== Exercise description ==
Extract every line from the rows below that contains the string "wheelchair".

Segmentation dataset excerpts:
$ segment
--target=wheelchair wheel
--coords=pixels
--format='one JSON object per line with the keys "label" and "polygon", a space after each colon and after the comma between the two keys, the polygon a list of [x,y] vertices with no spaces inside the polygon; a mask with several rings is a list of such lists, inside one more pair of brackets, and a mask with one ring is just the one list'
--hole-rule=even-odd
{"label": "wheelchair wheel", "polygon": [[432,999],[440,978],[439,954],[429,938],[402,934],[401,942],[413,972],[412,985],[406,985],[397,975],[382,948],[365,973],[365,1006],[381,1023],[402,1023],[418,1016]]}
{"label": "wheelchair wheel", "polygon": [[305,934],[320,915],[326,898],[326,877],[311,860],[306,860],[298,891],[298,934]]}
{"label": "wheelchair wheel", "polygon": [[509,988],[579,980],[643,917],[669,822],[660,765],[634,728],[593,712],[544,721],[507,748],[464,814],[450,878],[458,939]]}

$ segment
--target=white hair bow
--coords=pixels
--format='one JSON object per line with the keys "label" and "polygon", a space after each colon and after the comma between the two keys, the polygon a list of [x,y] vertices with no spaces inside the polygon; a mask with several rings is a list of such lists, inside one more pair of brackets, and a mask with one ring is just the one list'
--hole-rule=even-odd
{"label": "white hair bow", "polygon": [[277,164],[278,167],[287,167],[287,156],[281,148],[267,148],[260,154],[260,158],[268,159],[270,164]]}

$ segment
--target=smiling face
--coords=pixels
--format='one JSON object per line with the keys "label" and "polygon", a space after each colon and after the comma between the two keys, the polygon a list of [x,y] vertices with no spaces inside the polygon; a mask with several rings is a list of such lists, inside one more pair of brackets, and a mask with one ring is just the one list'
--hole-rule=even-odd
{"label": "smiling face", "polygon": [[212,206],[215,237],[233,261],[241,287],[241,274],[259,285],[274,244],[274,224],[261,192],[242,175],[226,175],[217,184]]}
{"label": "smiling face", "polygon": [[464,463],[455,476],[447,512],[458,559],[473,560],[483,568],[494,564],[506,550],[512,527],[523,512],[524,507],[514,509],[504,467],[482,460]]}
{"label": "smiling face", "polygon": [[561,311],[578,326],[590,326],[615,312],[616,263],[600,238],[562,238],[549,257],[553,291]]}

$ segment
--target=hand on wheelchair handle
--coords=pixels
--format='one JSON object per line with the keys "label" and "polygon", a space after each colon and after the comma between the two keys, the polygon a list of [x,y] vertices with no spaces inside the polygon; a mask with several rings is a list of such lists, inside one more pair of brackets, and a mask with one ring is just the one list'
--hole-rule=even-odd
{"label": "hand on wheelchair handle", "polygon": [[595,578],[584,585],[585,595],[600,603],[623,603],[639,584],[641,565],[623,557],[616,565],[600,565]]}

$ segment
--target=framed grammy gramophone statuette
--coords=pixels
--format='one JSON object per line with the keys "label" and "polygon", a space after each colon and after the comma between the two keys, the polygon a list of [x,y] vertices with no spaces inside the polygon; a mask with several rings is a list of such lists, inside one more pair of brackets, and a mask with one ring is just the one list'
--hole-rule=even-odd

== Solved exercise ==
--target=wheelchair wheel
{"label": "wheelchair wheel", "polygon": [[432,999],[440,978],[439,954],[429,938],[402,934],[401,942],[413,972],[412,985],[406,985],[397,975],[382,948],[365,973],[365,1006],[381,1023],[402,1023],[418,1016]]}
{"label": "wheelchair wheel", "polygon": [[305,934],[320,915],[326,898],[326,877],[311,860],[306,860],[298,891],[298,934]]}
{"label": "wheelchair wheel", "polygon": [[509,988],[579,980],[643,917],[669,822],[660,765],[634,728],[593,712],[544,721],[507,748],[464,814],[450,878],[458,939]]}
--target=hand on wheelchair handle
{"label": "hand on wheelchair handle", "polygon": [[595,578],[584,585],[585,595],[600,603],[623,603],[639,584],[641,565],[623,557],[616,565],[600,565]]}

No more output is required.